> [What needs to be done] Reproduce each of the following records verbatim, line for line.

·····

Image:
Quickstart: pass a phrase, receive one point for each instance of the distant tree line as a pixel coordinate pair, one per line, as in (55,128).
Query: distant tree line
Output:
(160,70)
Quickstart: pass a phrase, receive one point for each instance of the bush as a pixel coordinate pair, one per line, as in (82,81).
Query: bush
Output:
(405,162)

·····

> [Result]
Image:
Quickstart: pass a phrase, receive one point for each instance of the distant tree line as a pixel coordinate pair, one per line, as in (55,128).
Query: distant tree line
Output:
(160,70)
Quickstart: pass a phrase, receive one point for each instance of the bush as a pixel coordinate pair, one per line, as in (82,81).
Query: bush
Output:
(405,162)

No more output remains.